__Source passage__:
= = =
I grew up in an evangelical setting, and the fear of spirituality outside the boundaries of the reverend or pastor’s preprinted doctrines was frowned upon. Sorcerers was of the devil, and shamanism was just considered mumbo jumbo. To put it simple, does the Sámi society consider sorcerers more like loose cannons not as trustworthy as shamans?

Do you think the establishment of a greater Sámi self consciousness is contributing to the acceptance of shamanism? From what I’ve learned shamanism has gotten a way more significant position compared to a couple of decades ago. To my knowledge the church did draw a line in the sand between the Sámi religion and Christianity for a long period of time. As of late I have read somewhere that the representatives of the church has been expressing a desire to share religious symbols with the Sámi religion. I think the name of one of these representatives is Tore Johnsen. Would this sit well with the Sámi people? Or would it be regarded as the church consuming a religion which is considered a threat to the monotheistic church?

I think one has to realize the hazards before one can think of not turning one’s home into an inescapable death trap. The tearing down the earth process is scattered across the earth and the pieces are hard to put together. Yes, organizations and people are screaming from the top of their lungs about what damages we are inflicting on ourselves, but the powers that be are committed to their own rationality, which doesn’t necessarily take into consideration the well being of our planet. Their first commandment is usually themselves staying in office. Besides, they have to make sure other nations ain’t taking advantage of them.

So yeah, I agree with your sentiment, or at least this is how I interpret your thinking, that rational behavior is connected, and limited, to the place of origin, which, inevitably, leads to questioning the entire existence of a universal rationality of mankind. Therefore I agree with you that rationality may not exist, alternatively we have yet to uncover its existence.
= = =
__Listing__:
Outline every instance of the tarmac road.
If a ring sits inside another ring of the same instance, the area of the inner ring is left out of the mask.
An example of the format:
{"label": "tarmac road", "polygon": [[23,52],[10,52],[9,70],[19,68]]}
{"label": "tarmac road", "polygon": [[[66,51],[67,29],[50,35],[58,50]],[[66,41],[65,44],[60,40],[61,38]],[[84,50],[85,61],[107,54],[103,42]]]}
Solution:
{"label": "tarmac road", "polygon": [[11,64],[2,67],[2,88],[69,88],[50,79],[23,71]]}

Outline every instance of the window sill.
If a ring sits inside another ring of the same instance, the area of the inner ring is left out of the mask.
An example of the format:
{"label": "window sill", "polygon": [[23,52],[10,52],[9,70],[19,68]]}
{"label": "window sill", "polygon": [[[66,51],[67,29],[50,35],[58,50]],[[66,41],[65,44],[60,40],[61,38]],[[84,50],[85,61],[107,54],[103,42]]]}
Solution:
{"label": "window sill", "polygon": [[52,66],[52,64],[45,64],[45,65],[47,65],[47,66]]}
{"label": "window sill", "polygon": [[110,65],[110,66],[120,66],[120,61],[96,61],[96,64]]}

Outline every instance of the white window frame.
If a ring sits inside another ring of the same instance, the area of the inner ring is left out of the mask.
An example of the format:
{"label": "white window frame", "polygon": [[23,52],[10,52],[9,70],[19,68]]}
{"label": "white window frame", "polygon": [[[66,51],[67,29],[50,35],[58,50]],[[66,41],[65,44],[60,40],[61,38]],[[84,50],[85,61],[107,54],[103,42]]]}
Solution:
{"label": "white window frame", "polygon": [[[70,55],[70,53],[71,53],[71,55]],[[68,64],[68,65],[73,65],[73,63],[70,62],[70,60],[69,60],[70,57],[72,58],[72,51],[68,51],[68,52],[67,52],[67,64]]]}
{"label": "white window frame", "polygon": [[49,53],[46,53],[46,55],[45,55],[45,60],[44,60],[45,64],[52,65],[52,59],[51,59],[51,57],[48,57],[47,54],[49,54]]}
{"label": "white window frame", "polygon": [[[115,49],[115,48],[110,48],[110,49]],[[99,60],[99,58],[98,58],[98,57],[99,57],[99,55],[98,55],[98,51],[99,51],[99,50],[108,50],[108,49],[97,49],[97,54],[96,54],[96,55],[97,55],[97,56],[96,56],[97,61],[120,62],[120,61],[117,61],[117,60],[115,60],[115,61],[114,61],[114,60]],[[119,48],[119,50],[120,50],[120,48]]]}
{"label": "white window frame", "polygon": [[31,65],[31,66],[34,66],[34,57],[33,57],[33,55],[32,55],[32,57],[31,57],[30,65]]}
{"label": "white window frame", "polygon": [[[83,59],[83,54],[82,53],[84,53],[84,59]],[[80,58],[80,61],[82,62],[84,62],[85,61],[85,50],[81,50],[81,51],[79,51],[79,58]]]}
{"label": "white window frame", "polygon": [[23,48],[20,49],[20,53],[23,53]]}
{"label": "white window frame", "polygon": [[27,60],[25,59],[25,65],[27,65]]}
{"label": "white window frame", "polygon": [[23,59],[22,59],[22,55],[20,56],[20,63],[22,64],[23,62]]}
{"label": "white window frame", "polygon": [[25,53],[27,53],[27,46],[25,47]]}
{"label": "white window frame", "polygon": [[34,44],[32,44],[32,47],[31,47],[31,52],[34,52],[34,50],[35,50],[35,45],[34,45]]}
= = =
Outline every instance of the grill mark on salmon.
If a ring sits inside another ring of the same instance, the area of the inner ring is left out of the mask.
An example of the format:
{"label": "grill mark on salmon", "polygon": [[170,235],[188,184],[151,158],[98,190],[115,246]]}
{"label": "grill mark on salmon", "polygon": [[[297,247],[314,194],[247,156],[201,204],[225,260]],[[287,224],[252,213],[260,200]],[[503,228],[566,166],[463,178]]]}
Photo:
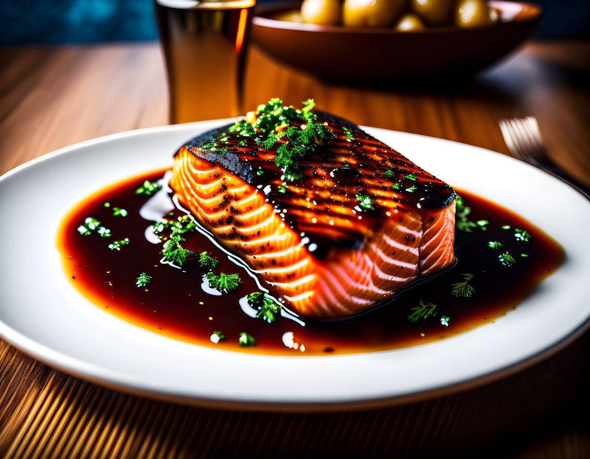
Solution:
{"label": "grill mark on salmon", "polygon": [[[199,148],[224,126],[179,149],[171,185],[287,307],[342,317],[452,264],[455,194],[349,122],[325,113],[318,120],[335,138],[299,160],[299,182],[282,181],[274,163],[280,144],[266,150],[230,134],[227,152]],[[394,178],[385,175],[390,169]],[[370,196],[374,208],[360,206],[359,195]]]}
= = =
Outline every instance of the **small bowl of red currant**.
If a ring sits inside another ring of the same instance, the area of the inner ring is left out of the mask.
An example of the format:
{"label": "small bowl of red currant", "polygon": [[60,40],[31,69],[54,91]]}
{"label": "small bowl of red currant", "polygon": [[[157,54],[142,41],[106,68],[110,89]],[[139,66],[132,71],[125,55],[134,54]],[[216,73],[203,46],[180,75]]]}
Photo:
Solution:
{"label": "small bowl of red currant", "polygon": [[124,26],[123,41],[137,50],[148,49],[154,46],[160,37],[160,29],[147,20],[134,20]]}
= = =
__Challenge__: In the source passage above, rewrite the paragraph that begins "Do you think the establishment" as a short bulleted list that keeps its main points.

__Answer to the task__:
- Asks whether a growing Sámi self-consciousness is helping shamanism gain acceptance.
- Notes that shamanism seems to hold a far more significant position than a couple of decades ago.
- Says the church long drew a firm line between the Sámi religion and Christianity.
- Reports reading that church representatives, one possibly named Tore Johnsen, have lately expressed a wish to share religious symbols with the Sámi religion.
- Asks whether the Sámi people would welcome this, or see it as the church consuming a religion regarded as a threat to the monotheistic church.